Start of Excerpted text

How many times do we sample from $Q(z|x)$ in a Variational Autoencoder?
Let’s say that the autoencoder input $x$ is a single image 28x28 pixels - and $Z$ is is a one dimensional distribution. Then, to reconstruct the output $X'$ - I read (I could be wrong) that we can sample $10 000$ times.
Why do we sample so many? And what do we do to reduce it to 28x28?
EDIT
I am still confused how we can sample $10000$ times from $Q(z|x)$. For example let us consider the example above and assume that $Q(z|x)$ ~ $N(0,1)$. We have a 28x28 pixel image as the VAE input denoted $X$ with $28$ nodes each corresponding to one pixel.
Also, just for simplicity lets calculate the expectation of the likelihood part of ELBO instead of the whole thing.
Since, the posterior is Gaussian and we sample only once
$$ E_{z\sim Q}[\log p(x|z)] = \frac{1}{28} \sum_{1}^{28} (x_i-x'_i)^2 $$
Note that $Z_1$ in this case is a single value, and we are summing the error for each node
If we were to sample twice instead - would the expectation be
$$ E_{z\sim Q}[\log p(x|z)] = \frac{1}{2*28} \sum_{1}^{2*28} (x_i-\overline{x}_i)^2 $$
where $\overline{x}_i$ is the combined output of two samples for example: Node $1, 2,...28, 29$(Node $1$ of the second sample), $30$(Node $2$ of the second sample)...$56$(Node $28$ of the second sample)$.
...and so on for 10000 times. Is this correct?
Now if this is correct then it deserves a follow up question. As mentioned in the answer below, we do not really need to sample so much. So, say we sample twice independently - but it just so happens that the second sample $Z_2$ is much closer to the mean of the distribution.
Do we expect that the reconstruction $X'$ and $X"$ look very similar to each other?

End of Excerpted text

*Things to do:*
1) In the question about sampling in a variational autoencoder, what distribution does the poster assume for $Q(z|x)$ in the edited example?
2) Copy the passage of the variational autoencoder question that starts at the words "How many times" and stops after the words "it to 28x28?".

Start of Record extracts

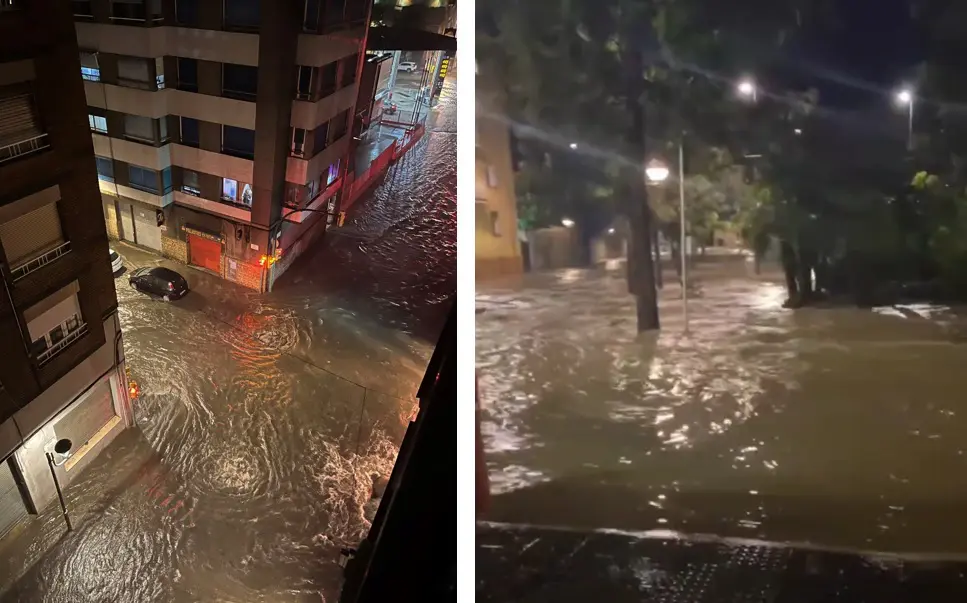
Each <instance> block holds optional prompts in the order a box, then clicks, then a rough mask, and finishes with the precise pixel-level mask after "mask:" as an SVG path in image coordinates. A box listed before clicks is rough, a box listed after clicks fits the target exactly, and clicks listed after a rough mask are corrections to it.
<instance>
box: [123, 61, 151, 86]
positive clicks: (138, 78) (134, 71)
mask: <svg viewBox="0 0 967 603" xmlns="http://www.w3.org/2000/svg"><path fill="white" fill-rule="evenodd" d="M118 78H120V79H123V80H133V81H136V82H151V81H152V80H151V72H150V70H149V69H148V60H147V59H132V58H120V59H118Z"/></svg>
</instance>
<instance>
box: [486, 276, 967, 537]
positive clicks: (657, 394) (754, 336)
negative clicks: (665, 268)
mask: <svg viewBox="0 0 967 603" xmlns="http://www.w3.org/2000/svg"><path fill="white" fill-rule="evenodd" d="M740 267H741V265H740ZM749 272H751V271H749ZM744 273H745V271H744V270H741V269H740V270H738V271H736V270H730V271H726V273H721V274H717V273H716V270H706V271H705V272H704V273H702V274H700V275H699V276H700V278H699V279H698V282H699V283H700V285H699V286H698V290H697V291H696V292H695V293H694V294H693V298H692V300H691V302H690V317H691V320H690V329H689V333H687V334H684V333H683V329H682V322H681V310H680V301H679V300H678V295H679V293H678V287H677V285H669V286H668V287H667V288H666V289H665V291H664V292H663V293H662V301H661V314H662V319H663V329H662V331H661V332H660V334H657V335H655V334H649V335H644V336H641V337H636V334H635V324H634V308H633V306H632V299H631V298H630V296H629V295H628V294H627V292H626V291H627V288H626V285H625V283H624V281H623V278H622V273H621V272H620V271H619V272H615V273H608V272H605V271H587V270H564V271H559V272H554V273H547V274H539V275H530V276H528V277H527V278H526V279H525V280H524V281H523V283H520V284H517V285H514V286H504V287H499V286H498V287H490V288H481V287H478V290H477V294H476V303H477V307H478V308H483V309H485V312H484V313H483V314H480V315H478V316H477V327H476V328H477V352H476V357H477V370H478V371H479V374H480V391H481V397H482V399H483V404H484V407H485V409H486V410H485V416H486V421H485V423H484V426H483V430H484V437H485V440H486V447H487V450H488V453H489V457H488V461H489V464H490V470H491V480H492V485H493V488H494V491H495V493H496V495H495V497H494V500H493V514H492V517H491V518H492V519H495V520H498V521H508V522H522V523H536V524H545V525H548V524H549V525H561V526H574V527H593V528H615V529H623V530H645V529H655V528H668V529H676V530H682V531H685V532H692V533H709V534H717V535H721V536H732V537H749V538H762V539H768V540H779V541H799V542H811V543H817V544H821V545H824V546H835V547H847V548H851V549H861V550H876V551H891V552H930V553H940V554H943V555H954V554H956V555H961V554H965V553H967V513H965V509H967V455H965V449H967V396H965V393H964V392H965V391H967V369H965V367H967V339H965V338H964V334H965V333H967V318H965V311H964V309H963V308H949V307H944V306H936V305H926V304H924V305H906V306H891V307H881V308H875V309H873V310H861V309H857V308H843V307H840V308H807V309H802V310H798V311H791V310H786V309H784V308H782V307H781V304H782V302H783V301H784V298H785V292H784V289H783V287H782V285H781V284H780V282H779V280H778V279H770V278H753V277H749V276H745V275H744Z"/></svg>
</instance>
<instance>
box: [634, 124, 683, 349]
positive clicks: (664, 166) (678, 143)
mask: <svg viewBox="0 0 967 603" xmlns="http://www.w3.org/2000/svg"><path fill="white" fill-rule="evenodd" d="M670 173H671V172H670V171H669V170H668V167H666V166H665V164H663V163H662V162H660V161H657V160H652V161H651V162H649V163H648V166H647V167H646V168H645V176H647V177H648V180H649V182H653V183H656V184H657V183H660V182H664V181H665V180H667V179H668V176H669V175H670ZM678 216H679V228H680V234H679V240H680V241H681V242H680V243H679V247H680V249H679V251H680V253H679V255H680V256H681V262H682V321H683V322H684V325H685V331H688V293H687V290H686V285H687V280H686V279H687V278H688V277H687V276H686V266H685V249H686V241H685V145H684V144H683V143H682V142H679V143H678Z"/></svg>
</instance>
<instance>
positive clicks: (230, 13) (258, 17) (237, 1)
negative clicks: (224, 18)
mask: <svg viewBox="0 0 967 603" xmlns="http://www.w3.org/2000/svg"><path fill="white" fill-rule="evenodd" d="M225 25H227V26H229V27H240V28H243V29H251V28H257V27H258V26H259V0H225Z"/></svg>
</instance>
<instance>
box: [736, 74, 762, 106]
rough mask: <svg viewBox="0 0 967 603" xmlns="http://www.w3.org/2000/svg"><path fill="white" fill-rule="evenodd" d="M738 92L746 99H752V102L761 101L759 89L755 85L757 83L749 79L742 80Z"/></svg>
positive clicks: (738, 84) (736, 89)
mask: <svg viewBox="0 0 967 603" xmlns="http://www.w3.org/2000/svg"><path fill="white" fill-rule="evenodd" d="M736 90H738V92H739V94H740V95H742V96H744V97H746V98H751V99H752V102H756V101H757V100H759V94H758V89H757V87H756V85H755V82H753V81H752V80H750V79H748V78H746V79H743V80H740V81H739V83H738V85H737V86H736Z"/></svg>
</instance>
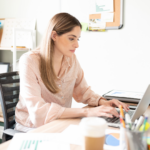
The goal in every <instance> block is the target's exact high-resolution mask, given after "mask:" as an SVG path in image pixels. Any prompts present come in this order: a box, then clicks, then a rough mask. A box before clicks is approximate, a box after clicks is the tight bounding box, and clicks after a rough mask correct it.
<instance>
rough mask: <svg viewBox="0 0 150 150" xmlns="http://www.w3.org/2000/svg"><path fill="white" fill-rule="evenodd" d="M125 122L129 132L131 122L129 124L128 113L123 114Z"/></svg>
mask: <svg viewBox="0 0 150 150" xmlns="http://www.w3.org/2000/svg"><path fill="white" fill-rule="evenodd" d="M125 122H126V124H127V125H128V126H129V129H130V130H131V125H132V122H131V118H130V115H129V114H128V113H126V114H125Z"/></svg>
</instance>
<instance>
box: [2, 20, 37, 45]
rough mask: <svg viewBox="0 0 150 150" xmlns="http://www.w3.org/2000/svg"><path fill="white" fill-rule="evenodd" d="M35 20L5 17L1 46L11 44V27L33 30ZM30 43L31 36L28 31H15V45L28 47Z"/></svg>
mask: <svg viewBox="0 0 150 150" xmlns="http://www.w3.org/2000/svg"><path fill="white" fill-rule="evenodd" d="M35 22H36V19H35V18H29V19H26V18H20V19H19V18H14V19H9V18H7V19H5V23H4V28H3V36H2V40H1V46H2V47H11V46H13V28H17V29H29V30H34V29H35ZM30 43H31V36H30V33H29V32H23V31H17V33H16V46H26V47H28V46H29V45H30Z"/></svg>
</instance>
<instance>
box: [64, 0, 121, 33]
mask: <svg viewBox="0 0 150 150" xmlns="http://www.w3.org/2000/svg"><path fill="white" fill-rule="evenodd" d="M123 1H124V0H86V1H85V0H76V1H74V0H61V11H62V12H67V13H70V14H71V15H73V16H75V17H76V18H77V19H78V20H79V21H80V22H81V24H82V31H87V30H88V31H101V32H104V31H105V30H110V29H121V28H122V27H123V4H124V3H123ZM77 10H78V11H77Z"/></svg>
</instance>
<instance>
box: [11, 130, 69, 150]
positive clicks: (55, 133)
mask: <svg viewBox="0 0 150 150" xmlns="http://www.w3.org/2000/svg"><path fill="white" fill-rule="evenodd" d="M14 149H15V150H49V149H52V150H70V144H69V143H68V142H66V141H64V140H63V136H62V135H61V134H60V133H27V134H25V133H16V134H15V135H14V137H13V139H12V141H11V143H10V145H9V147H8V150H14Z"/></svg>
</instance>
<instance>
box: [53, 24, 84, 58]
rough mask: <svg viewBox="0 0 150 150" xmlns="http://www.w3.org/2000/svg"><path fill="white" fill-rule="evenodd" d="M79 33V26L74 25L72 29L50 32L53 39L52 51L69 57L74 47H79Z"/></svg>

End of Record extracts

*Your written answers:*
1) $N(0,1)$, a standard normal distribution.

2)
How many times do we sample from $Q(z|x)$ in a Variational Autoencoder?
Let’s say that the autoencoder input $x$ is a single image 28x28 pixels - and $Z$ is is a one dimensional distribution. Then, to reconstruct the output $X'$ - I read (I could be wrong) that we can sample $10 000$ times.
Why do we sample so many? And what do we do to reduce it to 28x28?